• **TEXT FOR ANALYSIS**:
Throughout the course of Dea Kulumbegashvili’s latest film, the audience is hyper-aware of the sound of the film as much as the look. Specifically, one cannot escape the sounds of breath and water – two essential elements for life itself.

It’s as if the film never wants us to forget that it is a film about life – the life of the those we encounter on our journey, the life they hope to shape for themselves, the life they are entitled to build.

APRIL is about Nina (Ia Sukhitashvili) – an OB-GYN in Georgia who also performs illegal abortions for citizens of the villages that surround her central hospital. As the film begins, she finds herself under investigation for malpractice during a delivery. While the facts come to light, Nina continues care for women of her community – documented and undocumented.

Her story is bold, unflinching, and heart-wrenching.

APRIL is a movie that knows how badly we want to look at something else, and how much we’d rather talk about something else; It doesn’t let us.

It keeps us at the side of the bed, or the foot of the table. It makes us wait down the hall, or sit in the office. Sometimes it shows us everything, and sometimes it blocks our view and forces us to listen instead. The result is incredible – giving us filmmaking that is startling, stunning, frank, and very very affecting.

APRIL knows the sorts of conversations the world is having about a woman’s right to choose and it will not yield the floor until we have listened to what it – what women – have to say on the matter.

• **DATA TO EXAMINE**:
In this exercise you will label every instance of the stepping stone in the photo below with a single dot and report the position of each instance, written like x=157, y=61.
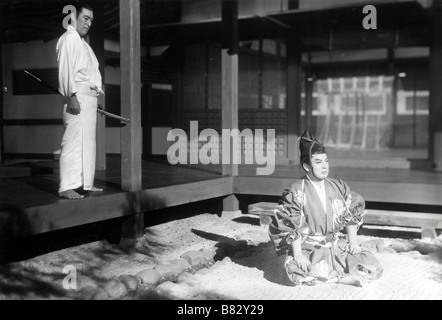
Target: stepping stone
x=92, y=293
x=115, y=288
x=194, y=258
x=181, y=265
x=209, y=254
x=375, y=245
x=131, y=282
x=149, y=276
x=166, y=270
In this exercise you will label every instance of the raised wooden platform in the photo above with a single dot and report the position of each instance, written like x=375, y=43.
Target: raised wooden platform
x=29, y=203
x=378, y=217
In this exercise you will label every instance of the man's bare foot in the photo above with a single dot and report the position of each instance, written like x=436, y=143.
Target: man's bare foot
x=70, y=194
x=95, y=189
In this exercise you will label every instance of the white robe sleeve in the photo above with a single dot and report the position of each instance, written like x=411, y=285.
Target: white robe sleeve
x=68, y=65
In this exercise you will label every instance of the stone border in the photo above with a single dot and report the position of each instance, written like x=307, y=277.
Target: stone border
x=157, y=281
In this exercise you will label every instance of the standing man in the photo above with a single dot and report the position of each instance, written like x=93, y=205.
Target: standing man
x=80, y=83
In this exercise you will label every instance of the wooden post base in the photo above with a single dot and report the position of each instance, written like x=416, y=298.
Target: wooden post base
x=231, y=207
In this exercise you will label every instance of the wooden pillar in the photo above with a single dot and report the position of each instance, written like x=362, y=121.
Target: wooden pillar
x=131, y=148
x=2, y=136
x=435, y=107
x=309, y=97
x=96, y=41
x=293, y=97
x=229, y=92
x=392, y=113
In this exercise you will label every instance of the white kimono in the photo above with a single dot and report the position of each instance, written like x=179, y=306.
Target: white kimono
x=78, y=73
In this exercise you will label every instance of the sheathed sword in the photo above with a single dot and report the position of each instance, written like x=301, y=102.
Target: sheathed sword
x=105, y=113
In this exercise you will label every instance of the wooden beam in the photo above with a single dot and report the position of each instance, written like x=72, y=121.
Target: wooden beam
x=60, y=214
x=309, y=81
x=378, y=217
x=2, y=137
x=293, y=97
x=131, y=135
x=96, y=40
x=376, y=191
x=435, y=105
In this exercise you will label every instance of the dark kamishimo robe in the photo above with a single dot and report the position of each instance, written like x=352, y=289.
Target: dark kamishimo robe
x=300, y=214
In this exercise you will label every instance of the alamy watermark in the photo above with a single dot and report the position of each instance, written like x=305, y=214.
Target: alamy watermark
x=257, y=152
x=71, y=15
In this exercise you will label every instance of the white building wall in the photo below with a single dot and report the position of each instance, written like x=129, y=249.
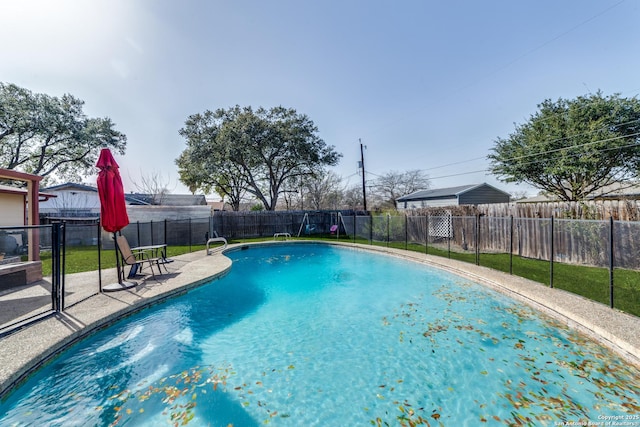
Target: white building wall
x=11, y=210
x=71, y=199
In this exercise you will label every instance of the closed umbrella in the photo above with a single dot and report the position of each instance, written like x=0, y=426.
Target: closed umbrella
x=113, y=210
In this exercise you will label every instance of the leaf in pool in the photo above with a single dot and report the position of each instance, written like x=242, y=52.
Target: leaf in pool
x=632, y=406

• **EXPLORE THE MATERIAL**:
1. In the review of APRIL, which two sounds does the audience hear throughout the film?
2. Condense the paragraph of the review of APRIL that begins "APRIL is about Nina" into a short bulleted list that keeps its main facts.
The records are separate material with no connection to the review of APRIL.

• **ANSWERS BY TASK**:
1. Breath and water.

2.
- Nina (Ia Sukhitashvili) is an OB-GYN in Georgia.
- She also performs illegal abortions for people from the villages around her central hospital.
- At the start of the film, she is under investigation for malpractice during a delivery.
- As the facts come out, she keeps caring for women in her community, both documented and undocumented.